§ TASK 1: From the passage on deGarthe's sculpture, reproduce the part that opens with the words containing "With deGarthe's approval, Rene" and closes with "artists at work.".
§ TASK 2: Summarize the passage on deGarthe's Peggy's Cove sculpture in two sentences.

§ GIVEN TEXT:
"""
In 1962, deGarthe wintered in Florida where he studied sculpture under the direction of Leslie Thomas Posey (1900-1985) at the Longboat Key Center for the Arts. He later studied sculpting in marble at Pietrasanta in Tuscany.

In the late 1970s, deGarthe began a ten-year project to sculpt a "lasting monument to Nova Scotia fishermen" on a 30 m (100 ft) granite outcropping behind his Peggy's Cove Home. In 1976 deGarthe invited one of his students, J. Rene Barrette (Lt. Col. Retd) to help him with the sculpture. They worked together for 5 years. The project was about 80-per cent complete when the artist died in 1983.

With deGarthe's approval, Rene Barrette documented their progress on the sculpture in journals that were printed and sold to tourists who gathered around to watch the two artists at work.

The work depicts thirty-two fishermen and their wives and children enveloped by the wings of the guardian angel St. Elmo. It also features the image of Peggy, a legendary late-18th century shipwreck survivor deGarthe believed gave her name to the village. deGarthe bequeathed the sculpture to the province of Nova Scotia and it can be viewed in a park located behind his former home.
"""
(Records from a data source)
"""
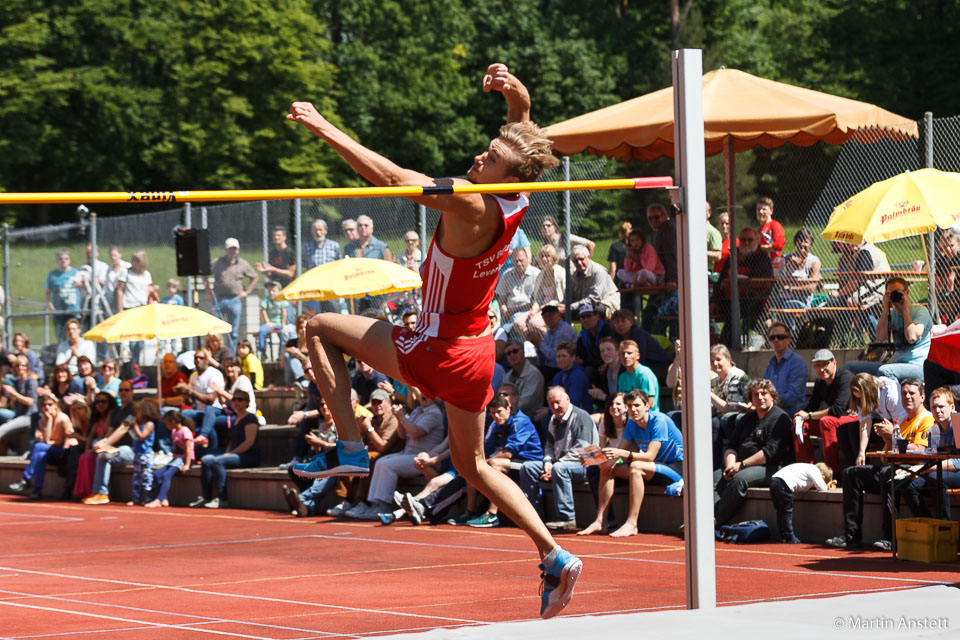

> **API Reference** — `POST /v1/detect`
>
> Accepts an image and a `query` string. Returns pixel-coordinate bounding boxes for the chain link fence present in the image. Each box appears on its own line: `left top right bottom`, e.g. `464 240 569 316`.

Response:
4 117 960 360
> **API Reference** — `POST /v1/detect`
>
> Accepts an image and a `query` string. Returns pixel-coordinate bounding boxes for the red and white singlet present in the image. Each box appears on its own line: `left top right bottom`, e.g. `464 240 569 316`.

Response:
414 195 530 338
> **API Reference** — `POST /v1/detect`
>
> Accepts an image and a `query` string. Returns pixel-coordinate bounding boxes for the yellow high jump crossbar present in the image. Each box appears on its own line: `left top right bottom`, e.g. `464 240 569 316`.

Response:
0 176 674 205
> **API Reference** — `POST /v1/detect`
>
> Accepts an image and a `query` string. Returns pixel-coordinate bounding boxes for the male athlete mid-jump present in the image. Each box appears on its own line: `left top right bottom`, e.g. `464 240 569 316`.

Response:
287 64 582 618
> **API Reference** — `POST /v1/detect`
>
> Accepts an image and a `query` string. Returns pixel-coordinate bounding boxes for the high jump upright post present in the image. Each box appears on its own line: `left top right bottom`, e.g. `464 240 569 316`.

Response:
673 49 717 609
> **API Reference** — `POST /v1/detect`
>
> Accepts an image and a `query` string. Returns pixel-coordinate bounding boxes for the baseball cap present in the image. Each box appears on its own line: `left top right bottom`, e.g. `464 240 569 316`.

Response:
810 349 836 362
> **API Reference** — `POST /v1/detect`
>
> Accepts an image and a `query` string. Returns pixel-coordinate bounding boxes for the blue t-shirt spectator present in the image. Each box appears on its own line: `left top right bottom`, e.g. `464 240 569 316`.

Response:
623 409 683 464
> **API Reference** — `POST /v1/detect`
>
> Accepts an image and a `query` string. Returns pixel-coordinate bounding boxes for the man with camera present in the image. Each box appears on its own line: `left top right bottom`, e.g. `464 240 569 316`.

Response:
844 276 933 381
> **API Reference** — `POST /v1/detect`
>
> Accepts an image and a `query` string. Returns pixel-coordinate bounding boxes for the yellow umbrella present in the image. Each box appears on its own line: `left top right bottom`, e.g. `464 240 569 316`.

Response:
822 169 960 244
83 303 233 342
277 258 423 300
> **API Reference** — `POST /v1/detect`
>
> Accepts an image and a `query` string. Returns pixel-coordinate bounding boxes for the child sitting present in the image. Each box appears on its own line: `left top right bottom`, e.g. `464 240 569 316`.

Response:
770 462 836 544
617 229 666 285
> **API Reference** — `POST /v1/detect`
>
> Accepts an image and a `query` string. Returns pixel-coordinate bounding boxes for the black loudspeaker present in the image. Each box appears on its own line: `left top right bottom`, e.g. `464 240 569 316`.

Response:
176 228 210 276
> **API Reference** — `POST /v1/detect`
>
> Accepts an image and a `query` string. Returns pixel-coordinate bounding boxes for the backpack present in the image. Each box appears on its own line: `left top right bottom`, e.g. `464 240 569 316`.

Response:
716 520 770 543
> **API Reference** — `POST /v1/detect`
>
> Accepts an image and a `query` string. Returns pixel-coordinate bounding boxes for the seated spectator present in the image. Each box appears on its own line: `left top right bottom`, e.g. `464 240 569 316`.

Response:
845 276 933 382
590 337 623 402
454 394 543 529
190 389 260 509
578 389 683 538
577 304 613 384
906 387 960 520
610 309 673 367
143 409 196 509
237 340 268 391
617 229 665 287
561 245 620 318
763 322 807 418
712 227 773 344
56 318 97 376
496 248 540 333
770 462 836 544
257 280 297 357
7 333 43 384
345 394 444 520
537 305 577 380
710 344 750 470
837 373 907 468
513 244 567 344
0 355 39 454
10 396 77 500
540 215 596 262
713 378 793 527
617 340 660 411
83 381 135 505
827 378 933 551
127 400 160 507
520 387 597 531
793 349 859 469
71 391 117 499
553 342 593 413
504 340 546 422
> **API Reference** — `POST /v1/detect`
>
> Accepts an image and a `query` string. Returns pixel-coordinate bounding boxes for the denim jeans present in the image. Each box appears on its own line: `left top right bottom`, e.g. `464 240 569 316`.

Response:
213 298 243 353
93 445 134 496
520 460 587 520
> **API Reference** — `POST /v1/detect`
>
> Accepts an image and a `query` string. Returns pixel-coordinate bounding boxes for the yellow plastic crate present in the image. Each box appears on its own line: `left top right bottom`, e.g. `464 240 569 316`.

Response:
897 518 960 562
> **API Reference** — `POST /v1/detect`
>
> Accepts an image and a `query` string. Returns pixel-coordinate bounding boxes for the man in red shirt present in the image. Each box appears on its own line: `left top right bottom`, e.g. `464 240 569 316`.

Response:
287 64 582 618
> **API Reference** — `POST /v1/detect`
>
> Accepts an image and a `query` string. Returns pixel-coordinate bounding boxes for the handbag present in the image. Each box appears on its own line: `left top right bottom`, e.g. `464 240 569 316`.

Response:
857 342 897 364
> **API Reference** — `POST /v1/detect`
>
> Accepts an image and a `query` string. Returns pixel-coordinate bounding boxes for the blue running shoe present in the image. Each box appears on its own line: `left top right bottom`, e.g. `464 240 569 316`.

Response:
540 548 583 620
293 442 370 478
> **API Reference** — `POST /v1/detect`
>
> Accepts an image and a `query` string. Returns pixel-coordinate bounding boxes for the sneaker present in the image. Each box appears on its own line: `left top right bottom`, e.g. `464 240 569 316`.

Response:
293 441 370 478
871 540 893 553
283 485 300 515
327 500 357 518
544 519 577 531
467 512 500 529
403 493 427 525
540 547 583 619
447 511 477 526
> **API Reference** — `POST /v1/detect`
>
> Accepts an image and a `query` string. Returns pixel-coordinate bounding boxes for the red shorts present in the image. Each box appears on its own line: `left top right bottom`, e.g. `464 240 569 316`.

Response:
393 326 497 412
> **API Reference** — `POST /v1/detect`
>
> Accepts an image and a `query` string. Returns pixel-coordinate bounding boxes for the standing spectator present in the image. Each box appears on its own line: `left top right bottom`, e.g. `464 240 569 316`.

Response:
540 215 596 264
520 387 597 531
55 318 97 376
190 390 260 509
793 349 859 469
117 251 153 364
757 197 787 270
845 276 933 381
303 218 344 313
562 244 620 318
397 231 423 271
253 225 296 288
713 378 793 527
617 340 660 411
763 322 807 417
210 238 260 353
43 249 80 341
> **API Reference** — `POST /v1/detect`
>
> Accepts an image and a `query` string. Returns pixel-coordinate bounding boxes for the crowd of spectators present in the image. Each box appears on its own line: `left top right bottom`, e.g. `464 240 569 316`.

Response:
0 204 960 547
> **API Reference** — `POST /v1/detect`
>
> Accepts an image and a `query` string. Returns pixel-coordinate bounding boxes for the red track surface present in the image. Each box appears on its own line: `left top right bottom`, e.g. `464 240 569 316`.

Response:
0 496 957 640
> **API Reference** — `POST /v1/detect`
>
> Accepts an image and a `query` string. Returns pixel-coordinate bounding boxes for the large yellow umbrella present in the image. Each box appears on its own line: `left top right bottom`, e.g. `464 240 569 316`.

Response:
277 258 423 301
83 302 233 405
822 169 960 244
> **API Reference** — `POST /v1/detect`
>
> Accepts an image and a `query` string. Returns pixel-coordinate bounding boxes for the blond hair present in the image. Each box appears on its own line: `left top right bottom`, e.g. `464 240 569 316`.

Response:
500 120 560 182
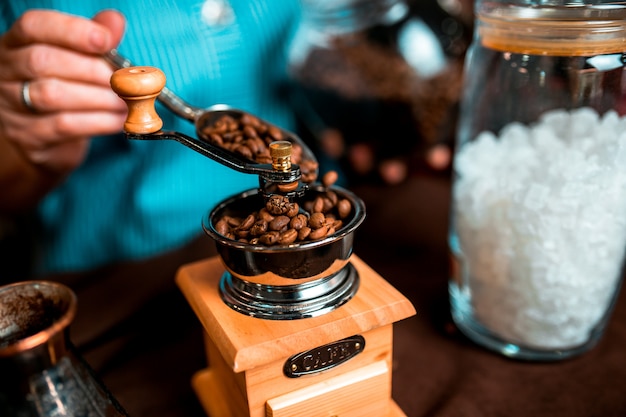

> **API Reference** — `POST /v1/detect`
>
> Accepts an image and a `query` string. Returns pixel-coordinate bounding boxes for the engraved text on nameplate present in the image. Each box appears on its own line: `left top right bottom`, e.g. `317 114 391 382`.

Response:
283 335 365 378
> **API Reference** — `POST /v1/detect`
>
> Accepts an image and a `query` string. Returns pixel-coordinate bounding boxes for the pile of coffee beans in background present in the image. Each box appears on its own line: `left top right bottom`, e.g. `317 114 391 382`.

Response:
215 171 353 246
199 114 318 183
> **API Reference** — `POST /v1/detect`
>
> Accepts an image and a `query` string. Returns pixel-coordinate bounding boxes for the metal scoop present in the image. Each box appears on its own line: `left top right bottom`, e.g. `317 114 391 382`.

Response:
104 50 318 189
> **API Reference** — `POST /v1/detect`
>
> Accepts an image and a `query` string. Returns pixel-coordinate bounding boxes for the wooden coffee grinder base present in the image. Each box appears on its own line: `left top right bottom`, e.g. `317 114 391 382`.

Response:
177 255 415 417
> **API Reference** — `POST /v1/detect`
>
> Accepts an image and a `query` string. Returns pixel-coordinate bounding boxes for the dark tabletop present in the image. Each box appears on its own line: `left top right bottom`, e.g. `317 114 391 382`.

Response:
22 177 626 417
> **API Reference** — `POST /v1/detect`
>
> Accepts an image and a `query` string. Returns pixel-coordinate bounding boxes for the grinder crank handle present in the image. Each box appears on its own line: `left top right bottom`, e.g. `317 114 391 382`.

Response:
111 67 301 183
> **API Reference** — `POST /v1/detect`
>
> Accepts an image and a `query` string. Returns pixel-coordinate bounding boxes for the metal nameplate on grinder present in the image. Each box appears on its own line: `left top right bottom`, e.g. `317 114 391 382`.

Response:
283 335 365 378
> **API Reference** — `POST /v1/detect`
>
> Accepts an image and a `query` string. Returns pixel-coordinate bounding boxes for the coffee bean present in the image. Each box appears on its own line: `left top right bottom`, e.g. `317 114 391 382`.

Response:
309 225 328 240
198 114 319 183
309 212 326 229
337 198 352 219
277 229 298 245
259 230 280 246
269 215 291 231
216 184 352 245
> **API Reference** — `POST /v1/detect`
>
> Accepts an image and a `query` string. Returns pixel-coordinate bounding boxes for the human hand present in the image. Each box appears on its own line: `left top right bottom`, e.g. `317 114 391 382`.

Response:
0 10 127 175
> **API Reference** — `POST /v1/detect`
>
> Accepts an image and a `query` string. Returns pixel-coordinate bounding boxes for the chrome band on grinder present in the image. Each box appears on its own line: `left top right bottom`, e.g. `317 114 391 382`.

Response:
203 186 365 320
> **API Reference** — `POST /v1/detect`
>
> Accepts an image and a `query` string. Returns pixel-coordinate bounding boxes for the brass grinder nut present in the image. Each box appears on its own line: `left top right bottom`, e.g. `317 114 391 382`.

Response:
198 114 318 182
215 171 352 246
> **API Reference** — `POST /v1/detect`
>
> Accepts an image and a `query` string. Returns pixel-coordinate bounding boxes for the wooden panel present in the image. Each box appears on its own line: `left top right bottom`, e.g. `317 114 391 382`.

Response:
245 324 393 417
267 361 391 417
176 255 415 372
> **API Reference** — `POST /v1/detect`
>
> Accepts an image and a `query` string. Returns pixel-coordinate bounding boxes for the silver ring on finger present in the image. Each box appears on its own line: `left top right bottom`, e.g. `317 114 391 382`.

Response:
22 81 37 113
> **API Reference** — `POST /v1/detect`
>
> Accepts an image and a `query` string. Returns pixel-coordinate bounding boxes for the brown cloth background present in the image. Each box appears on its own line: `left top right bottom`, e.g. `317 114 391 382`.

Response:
25 177 626 417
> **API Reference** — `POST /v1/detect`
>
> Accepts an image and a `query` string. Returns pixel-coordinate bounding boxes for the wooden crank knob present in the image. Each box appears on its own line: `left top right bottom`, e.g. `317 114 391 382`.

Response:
111 67 165 134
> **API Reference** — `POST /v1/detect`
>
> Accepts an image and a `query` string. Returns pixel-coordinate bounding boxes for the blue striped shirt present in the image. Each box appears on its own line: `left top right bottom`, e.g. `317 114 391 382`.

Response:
0 0 299 273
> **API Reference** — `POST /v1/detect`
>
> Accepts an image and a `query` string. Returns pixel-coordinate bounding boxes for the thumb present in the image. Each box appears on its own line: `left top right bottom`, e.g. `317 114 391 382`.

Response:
92 10 126 49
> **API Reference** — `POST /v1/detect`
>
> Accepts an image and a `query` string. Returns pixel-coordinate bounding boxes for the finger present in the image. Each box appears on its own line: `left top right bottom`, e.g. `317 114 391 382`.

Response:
0 45 113 86
3 9 119 55
0 78 127 113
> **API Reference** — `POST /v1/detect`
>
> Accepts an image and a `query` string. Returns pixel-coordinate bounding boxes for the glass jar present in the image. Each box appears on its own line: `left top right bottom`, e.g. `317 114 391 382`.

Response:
0 281 127 417
288 0 471 185
449 0 626 360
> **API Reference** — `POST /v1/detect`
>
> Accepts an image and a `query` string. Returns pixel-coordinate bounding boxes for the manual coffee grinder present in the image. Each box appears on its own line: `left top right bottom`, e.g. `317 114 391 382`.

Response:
111 67 415 417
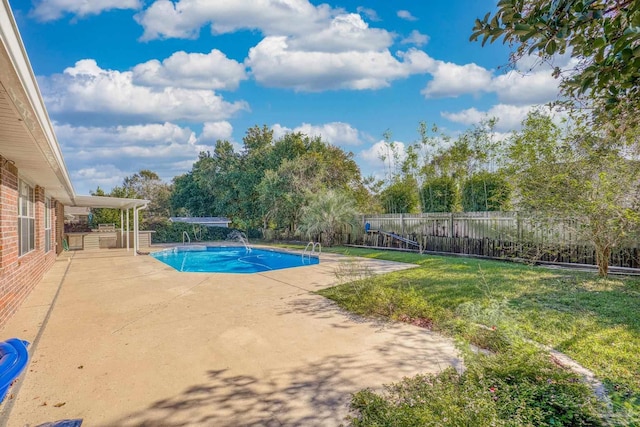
"""
§ ANSWER 1:
With deGarthe's approval, Rene Barrette documented their progress on the sculpture in journals that were printed and sold to tourists who gathered around to watch the two artists at work.

§ ANSWER 2: In the late 1970s, deGarthe began a ten-year project to sculpt a monument to Nova Scotia fishermen on a granite outcropping behind his Peggy's Cove home, working on it for five years with his student J. Rene Barrette; the project was about 80 percent complete when he died in 1983. The work depicts thirty-two fishermen and their wives and children enveloped by the wings of St. Elmo, along with the legendary shipwreck survivor Peggy, and deGarthe bequeathed it to the province of Nova Scotia.